■ MATERIAL SHOWN
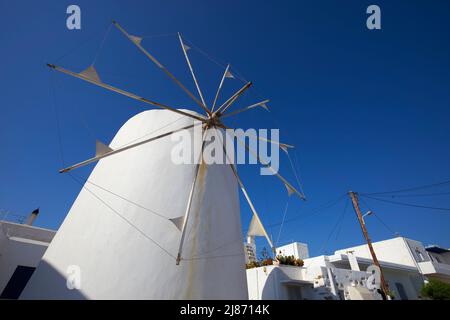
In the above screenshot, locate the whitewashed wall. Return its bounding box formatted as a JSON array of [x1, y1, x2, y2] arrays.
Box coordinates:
[[21, 110, 247, 299]]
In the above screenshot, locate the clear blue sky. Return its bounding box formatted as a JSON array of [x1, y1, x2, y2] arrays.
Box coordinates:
[[0, 0, 450, 255]]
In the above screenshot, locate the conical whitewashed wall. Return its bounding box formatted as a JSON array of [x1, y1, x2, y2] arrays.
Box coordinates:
[[21, 110, 247, 299]]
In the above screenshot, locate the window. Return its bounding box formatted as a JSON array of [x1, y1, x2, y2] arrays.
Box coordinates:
[[395, 282, 408, 300], [0, 266, 36, 299]]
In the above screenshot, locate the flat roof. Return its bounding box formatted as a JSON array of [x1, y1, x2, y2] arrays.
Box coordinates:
[[425, 245, 450, 253]]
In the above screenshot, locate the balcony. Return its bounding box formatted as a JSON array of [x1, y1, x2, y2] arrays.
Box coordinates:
[[419, 261, 450, 277]]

■ WHAT IS ASKED
Show each line from the items above that contains the word "Return".

■ SOLUTION BELOW
In the above screenshot, locate the whitewashed wall. Return its bounding box formatted as a JSON array of [x1, y1, x2, y2] arrays.
In the above screenshot, locate the clear blue sky. Return its bounding box formatted as a JSON array of [x1, y1, x2, y2] arrays.
In the above screenshot, locate the conical whitewashed wall. Return its bounding box formatted as a JSON array of [x1, y1, x2, y2] arrays.
In the above screenshot, locate the window. Return its bounding box formatted as a JSON array of [x1, y1, x2, y2] arrays.
In the above screenshot, locate the flat roof. Return its bounding box formatted as a JSON array of [x1, y1, x2, y2] arrays.
In the above screenshot, locate the balcony. Return its bounding box formatted as a JSON array of [x1, y1, x2, y2] arrays.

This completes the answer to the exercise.